▸ **Exercise goal**
Locate every line of the data below that contains the word "stone" and reproduce each of those lines in full.

▸ **Records to process**

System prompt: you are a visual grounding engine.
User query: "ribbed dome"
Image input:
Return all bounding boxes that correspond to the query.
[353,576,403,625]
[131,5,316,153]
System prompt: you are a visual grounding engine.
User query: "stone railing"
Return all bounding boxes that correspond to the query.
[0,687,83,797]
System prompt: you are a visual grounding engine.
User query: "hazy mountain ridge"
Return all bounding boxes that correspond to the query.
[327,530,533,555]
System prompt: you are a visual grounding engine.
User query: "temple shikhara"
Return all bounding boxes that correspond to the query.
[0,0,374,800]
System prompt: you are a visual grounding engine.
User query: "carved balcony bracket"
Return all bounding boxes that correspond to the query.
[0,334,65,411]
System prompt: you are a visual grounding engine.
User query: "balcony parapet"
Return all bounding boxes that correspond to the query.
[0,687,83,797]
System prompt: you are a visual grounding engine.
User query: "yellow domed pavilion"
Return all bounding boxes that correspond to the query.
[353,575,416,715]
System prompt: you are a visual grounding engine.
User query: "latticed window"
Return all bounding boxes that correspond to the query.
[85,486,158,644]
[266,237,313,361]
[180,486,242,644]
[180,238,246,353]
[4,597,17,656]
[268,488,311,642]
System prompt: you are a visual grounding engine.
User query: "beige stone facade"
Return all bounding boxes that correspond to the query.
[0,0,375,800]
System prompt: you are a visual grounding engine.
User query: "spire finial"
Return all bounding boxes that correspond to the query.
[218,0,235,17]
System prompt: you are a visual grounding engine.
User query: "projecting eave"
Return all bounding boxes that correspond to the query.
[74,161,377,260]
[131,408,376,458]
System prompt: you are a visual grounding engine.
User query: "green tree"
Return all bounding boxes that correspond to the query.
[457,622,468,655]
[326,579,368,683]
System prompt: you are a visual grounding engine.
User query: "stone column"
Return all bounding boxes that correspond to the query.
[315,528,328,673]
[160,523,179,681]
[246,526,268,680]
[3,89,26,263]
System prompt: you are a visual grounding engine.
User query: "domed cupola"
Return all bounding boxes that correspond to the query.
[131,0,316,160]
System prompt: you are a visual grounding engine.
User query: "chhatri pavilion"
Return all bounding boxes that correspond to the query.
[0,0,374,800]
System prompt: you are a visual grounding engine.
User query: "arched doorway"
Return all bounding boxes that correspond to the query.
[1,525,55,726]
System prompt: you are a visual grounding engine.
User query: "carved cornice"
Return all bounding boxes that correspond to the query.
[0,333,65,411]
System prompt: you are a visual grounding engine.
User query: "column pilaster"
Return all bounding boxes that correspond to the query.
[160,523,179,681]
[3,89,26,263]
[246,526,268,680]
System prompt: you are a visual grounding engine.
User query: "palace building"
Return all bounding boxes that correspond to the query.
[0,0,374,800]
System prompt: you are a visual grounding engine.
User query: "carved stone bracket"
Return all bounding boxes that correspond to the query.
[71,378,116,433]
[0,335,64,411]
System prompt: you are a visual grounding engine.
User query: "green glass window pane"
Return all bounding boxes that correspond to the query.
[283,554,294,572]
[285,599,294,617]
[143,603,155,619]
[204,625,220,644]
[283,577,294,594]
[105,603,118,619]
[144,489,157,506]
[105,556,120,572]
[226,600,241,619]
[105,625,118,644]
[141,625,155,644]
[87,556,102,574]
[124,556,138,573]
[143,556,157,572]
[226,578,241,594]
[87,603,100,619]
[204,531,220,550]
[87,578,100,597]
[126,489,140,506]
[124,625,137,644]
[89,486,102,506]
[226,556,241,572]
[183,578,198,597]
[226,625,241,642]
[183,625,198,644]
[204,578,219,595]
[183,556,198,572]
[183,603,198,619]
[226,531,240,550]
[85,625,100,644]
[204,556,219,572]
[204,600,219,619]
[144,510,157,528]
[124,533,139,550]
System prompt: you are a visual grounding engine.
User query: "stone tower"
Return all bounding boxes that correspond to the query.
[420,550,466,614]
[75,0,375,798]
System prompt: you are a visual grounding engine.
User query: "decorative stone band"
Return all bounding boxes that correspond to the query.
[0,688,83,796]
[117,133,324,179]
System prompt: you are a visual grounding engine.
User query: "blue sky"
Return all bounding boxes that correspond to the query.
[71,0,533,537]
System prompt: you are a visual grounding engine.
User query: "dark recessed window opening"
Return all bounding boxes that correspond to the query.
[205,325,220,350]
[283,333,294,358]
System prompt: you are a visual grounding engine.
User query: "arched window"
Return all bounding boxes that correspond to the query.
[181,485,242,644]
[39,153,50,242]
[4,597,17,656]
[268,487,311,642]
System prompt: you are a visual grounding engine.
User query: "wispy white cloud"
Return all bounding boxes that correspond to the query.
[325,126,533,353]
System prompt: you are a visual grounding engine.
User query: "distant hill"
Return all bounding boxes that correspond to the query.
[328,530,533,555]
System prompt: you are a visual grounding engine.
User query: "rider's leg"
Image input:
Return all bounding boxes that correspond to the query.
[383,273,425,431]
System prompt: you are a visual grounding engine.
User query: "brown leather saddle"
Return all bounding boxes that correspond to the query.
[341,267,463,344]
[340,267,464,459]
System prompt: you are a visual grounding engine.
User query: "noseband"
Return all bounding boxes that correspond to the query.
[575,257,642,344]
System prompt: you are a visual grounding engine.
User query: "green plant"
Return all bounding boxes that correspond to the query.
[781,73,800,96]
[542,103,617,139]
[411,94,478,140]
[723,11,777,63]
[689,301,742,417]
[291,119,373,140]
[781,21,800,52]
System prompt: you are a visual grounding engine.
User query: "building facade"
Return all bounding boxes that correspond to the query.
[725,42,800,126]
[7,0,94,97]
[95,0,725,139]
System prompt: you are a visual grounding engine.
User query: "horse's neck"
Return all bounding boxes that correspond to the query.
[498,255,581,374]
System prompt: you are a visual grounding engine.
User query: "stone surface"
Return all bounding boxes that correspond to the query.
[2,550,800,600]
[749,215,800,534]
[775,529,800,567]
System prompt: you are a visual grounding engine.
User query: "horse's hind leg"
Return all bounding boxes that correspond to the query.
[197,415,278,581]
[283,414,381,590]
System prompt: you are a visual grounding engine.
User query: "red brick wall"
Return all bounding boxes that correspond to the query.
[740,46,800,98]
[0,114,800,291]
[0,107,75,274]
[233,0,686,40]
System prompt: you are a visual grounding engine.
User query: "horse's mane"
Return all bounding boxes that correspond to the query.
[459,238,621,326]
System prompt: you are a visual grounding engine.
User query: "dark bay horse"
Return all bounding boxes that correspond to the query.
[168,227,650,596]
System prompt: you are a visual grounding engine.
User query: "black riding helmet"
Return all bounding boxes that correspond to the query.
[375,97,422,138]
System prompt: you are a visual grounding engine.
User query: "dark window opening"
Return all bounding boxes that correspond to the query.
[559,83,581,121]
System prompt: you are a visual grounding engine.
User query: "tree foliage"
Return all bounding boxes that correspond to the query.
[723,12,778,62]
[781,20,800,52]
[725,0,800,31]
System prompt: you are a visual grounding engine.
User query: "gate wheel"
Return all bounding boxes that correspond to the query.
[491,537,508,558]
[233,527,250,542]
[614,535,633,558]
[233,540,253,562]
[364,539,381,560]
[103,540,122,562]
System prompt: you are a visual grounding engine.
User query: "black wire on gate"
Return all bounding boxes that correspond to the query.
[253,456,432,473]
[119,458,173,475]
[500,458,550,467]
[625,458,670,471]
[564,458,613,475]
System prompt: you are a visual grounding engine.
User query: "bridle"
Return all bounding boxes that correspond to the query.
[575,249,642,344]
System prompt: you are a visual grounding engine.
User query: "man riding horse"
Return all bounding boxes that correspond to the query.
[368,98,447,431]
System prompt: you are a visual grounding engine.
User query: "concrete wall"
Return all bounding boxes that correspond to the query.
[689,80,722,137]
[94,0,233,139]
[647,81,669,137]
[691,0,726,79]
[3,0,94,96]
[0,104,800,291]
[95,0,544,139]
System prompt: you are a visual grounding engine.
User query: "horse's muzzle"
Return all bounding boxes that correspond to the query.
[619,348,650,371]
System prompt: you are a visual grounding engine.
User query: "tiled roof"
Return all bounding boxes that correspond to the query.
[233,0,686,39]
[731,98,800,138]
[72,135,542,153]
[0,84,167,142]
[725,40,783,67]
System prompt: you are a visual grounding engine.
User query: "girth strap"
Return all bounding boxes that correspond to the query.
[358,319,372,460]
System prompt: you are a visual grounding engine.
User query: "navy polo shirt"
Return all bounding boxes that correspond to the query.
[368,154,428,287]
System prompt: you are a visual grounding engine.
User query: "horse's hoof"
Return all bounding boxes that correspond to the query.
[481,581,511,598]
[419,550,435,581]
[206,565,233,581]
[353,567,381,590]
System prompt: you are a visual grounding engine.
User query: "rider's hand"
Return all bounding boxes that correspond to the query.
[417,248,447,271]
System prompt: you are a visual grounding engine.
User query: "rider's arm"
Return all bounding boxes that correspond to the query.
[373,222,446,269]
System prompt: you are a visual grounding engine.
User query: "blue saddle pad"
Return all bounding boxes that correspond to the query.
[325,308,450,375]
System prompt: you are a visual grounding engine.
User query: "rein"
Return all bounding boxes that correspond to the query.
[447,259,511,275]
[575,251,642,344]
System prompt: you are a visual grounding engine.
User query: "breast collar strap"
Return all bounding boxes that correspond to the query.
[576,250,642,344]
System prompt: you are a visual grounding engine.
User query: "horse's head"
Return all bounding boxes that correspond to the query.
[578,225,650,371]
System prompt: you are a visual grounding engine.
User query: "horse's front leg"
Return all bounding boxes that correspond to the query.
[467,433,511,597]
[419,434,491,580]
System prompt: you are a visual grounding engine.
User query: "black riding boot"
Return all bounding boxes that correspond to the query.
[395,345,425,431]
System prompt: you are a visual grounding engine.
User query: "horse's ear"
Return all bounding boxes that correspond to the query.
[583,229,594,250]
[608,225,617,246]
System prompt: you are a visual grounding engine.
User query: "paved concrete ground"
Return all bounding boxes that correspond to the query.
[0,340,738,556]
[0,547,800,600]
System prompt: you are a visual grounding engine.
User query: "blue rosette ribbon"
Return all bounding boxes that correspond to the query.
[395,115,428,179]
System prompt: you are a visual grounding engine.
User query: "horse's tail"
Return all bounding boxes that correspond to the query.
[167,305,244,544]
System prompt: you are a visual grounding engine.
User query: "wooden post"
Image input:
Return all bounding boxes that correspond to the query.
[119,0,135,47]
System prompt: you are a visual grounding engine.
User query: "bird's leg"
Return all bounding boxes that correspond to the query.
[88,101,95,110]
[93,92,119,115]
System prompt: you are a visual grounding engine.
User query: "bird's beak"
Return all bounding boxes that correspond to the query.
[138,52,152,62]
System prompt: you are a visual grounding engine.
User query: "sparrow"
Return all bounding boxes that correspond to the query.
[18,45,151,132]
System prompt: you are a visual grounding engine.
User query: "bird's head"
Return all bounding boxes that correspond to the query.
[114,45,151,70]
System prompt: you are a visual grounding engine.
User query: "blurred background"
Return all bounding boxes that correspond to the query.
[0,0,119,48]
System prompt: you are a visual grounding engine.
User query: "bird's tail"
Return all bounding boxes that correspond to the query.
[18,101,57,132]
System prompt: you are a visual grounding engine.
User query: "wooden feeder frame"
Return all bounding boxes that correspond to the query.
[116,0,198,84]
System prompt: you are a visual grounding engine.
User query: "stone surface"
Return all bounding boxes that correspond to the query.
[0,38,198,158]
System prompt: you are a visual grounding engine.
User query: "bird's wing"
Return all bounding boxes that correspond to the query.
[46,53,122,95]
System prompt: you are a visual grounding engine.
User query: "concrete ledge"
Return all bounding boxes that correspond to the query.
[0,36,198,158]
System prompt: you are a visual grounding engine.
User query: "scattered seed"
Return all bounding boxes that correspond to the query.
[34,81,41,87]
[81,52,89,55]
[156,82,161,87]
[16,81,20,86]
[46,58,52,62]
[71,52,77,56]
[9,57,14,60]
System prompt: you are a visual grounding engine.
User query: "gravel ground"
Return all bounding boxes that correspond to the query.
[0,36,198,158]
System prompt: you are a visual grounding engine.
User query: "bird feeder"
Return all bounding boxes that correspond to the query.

▸ **Correct response**
User query: "stone railing"
User query: "beige stone facade"
User query: "stone column"
User query: "carved stone bracket"
User query: "stone tower"
User query: "decorative stone band"
User query: "stone surface"
User query: "stone surface"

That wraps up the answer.